The problem: Using the entries below, transcribe exactly the line containing "concrete block wall." and each line that follows it to the end.

Data shown:
* start *
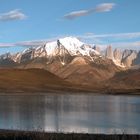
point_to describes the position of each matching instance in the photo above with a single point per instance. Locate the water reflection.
(71, 113)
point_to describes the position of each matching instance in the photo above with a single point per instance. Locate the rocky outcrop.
(128, 57)
(109, 52)
(118, 55)
(137, 60)
(96, 48)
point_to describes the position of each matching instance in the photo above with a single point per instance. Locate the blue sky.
(30, 22)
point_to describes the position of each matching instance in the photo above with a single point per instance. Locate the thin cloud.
(123, 45)
(12, 15)
(104, 7)
(6, 45)
(119, 36)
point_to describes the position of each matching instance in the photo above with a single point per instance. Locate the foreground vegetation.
(22, 135)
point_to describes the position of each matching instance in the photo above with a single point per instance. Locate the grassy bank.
(22, 135)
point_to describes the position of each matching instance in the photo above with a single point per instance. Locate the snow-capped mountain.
(65, 49)
(68, 46)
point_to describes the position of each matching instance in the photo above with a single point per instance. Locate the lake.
(87, 113)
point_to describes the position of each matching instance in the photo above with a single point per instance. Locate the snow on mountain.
(63, 48)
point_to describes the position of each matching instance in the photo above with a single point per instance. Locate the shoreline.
(34, 135)
(128, 92)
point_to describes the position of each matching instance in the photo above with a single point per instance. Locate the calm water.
(71, 113)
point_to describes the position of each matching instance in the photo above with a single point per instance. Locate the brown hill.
(125, 80)
(31, 80)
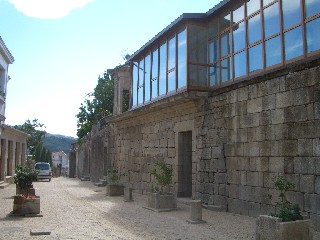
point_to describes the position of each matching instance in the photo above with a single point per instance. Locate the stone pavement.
(73, 209)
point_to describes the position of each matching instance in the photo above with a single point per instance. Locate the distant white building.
(13, 143)
(61, 158)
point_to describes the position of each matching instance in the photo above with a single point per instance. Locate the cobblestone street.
(73, 209)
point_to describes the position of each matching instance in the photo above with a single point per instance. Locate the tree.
(34, 129)
(97, 105)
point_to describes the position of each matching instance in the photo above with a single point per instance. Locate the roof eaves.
(217, 7)
(5, 51)
(181, 18)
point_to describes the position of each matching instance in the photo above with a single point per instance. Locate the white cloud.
(48, 8)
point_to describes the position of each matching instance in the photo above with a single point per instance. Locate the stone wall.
(257, 131)
(242, 136)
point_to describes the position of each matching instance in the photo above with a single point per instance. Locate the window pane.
(313, 35)
(239, 64)
(239, 37)
(141, 82)
(291, 13)
(163, 70)
(255, 58)
(266, 2)
(172, 53)
(252, 6)
(198, 75)
(172, 64)
(254, 29)
(312, 7)
(224, 22)
(271, 20)
(134, 83)
(154, 73)
(293, 44)
(182, 59)
(273, 51)
(225, 70)
(214, 73)
(225, 44)
(213, 50)
(238, 14)
(147, 77)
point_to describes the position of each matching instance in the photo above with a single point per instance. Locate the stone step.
(9, 179)
(215, 208)
(101, 183)
(85, 178)
(4, 185)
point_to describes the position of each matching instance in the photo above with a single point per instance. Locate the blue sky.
(62, 46)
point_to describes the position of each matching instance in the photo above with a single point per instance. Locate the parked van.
(44, 170)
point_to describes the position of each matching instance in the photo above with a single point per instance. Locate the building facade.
(13, 142)
(229, 98)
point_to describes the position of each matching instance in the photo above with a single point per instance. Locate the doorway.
(185, 164)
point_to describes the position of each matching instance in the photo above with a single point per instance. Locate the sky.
(61, 47)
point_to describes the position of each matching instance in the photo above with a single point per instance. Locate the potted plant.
(287, 222)
(114, 187)
(160, 199)
(25, 201)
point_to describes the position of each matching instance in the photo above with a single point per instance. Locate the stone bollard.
(127, 194)
(195, 212)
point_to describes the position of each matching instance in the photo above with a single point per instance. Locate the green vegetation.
(286, 211)
(24, 177)
(96, 106)
(57, 143)
(163, 174)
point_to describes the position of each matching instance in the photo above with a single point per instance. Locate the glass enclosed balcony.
(231, 42)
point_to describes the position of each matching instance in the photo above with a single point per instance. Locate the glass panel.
(172, 53)
(171, 81)
(163, 69)
(224, 22)
(239, 37)
(214, 74)
(240, 64)
(172, 64)
(255, 58)
(313, 35)
(252, 6)
(198, 75)
(266, 2)
(147, 78)
(225, 70)
(271, 20)
(238, 14)
(213, 27)
(225, 44)
(312, 7)
(273, 51)
(291, 13)
(182, 59)
(154, 74)
(213, 50)
(293, 44)
(134, 83)
(254, 29)
(141, 82)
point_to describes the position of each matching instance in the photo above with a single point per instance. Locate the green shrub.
(163, 174)
(24, 176)
(286, 210)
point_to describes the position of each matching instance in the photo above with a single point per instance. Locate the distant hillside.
(56, 143)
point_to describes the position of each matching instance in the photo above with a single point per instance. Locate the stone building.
(13, 142)
(230, 98)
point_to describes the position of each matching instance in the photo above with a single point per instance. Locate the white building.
(13, 142)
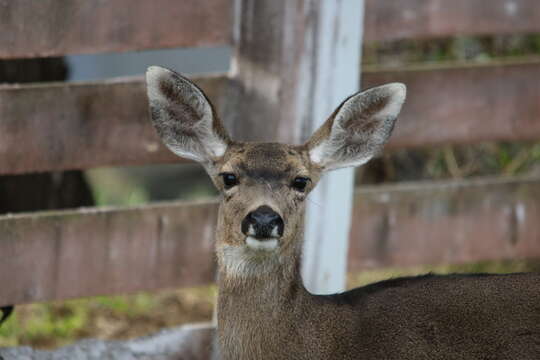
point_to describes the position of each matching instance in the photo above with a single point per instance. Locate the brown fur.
(264, 311)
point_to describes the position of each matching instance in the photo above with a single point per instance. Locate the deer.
(263, 309)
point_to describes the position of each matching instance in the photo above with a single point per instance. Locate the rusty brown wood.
(465, 104)
(54, 28)
(59, 255)
(390, 20)
(73, 126)
(78, 126)
(447, 223)
(67, 254)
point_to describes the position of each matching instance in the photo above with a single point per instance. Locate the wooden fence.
(57, 126)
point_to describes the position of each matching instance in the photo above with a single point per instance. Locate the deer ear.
(183, 117)
(358, 128)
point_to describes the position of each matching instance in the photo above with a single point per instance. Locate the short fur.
(264, 311)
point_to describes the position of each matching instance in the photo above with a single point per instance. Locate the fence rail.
(423, 19)
(79, 27)
(56, 28)
(77, 126)
(67, 254)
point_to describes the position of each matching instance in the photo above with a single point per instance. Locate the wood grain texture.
(77, 126)
(459, 105)
(54, 28)
(445, 223)
(68, 254)
(59, 255)
(423, 19)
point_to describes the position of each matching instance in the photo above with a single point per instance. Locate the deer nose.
(262, 223)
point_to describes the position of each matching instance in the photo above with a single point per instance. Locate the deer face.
(264, 185)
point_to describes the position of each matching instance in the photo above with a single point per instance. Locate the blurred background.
(119, 317)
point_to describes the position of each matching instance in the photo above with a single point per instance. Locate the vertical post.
(294, 61)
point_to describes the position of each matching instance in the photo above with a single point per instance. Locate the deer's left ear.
(358, 129)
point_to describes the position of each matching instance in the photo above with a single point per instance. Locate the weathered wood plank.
(58, 255)
(465, 104)
(67, 254)
(390, 20)
(76, 126)
(54, 28)
(446, 223)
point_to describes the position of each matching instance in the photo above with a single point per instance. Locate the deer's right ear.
(183, 117)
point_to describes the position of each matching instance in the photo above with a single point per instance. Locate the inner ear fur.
(183, 116)
(358, 128)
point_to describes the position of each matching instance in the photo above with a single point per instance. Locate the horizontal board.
(76, 126)
(417, 19)
(447, 223)
(53, 28)
(58, 255)
(67, 254)
(459, 105)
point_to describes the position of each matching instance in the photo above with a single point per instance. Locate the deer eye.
(299, 183)
(229, 180)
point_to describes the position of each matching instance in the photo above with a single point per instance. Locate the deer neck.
(259, 291)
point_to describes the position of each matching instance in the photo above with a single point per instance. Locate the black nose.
(263, 223)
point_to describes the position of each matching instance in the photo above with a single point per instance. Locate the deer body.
(264, 311)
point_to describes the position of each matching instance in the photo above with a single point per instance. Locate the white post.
(339, 40)
(294, 61)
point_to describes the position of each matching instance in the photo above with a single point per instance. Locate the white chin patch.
(266, 244)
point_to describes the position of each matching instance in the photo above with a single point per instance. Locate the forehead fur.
(266, 160)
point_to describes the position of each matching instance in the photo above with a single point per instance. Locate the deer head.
(264, 185)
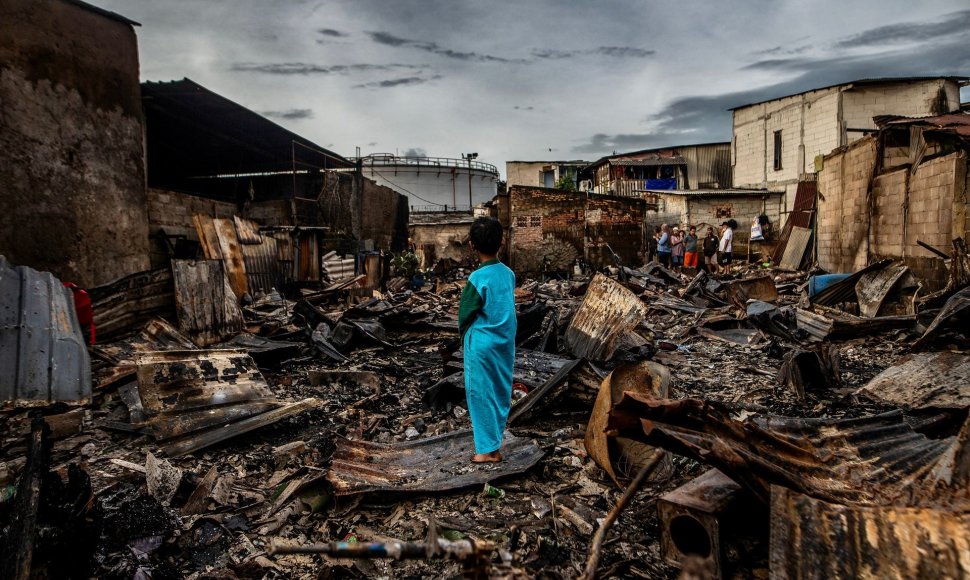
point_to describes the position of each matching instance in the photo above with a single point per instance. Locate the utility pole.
(469, 157)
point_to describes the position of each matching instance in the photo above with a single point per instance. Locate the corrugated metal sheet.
(206, 306)
(868, 461)
(708, 165)
(43, 356)
(124, 306)
(437, 463)
(813, 539)
(939, 380)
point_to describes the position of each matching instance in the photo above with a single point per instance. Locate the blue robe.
(486, 318)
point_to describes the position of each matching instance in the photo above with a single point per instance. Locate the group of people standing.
(679, 248)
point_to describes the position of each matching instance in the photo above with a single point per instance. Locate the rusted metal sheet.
(834, 325)
(262, 266)
(608, 311)
(887, 292)
(43, 356)
(954, 314)
(866, 461)
(811, 538)
(247, 231)
(124, 306)
(844, 290)
(179, 380)
(760, 288)
(155, 336)
(920, 380)
(693, 516)
(438, 463)
(797, 243)
(622, 457)
(205, 304)
(232, 255)
(193, 399)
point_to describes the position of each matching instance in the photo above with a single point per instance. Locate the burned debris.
(248, 363)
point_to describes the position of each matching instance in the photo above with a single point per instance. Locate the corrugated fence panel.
(43, 356)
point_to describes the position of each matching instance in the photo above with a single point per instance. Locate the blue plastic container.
(818, 283)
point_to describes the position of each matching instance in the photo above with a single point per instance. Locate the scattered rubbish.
(621, 457)
(608, 311)
(432, 464)
(936, 380)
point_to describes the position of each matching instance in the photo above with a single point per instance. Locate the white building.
(776, 142)
(434, 183)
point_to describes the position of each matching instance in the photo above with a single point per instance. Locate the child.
(690, 249)
(677, 249)
(727, 244)
(710, 251)
(663, 247)
(486, 320)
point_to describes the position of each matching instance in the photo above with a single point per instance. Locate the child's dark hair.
(486, 235)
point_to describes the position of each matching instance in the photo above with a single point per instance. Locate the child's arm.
(471, 303)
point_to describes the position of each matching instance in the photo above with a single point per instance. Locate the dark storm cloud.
(289, 114)
(303, 68)
(389, 39)
(612, 51)
(401, 82)
(702, 118)
(950, 24)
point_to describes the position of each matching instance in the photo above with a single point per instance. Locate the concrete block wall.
(843, 213)
(587, 223)
(910, 98)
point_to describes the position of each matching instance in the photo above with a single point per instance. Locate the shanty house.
(880, 196)
(776, 142)
(543, 173)
(682, 167)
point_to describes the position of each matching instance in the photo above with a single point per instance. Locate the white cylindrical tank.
(434, 183)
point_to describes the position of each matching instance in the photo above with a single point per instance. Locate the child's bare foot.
(493, 457)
* end *
Answer for the task:
point_to describes the position of each matching instance in the photo above with a single point per instance. Locate the concrete block wall.
(843, 213)
(587, 223)
(910, 98)
point_to describes the position of each matching instance in the photo above with a single point per instance. Locate the shanty house.
(880, 196)
(776, 142)
(543, 173)
(682, 167)
point_to describes the position of each matching instance in the photo above with a single point per instance. Locate the white cylindrical tank.
(434, 183)
point_to describes the position of each matching instance in the photo above with a single point per instance. Locate the child's bare foot.
(493, 457)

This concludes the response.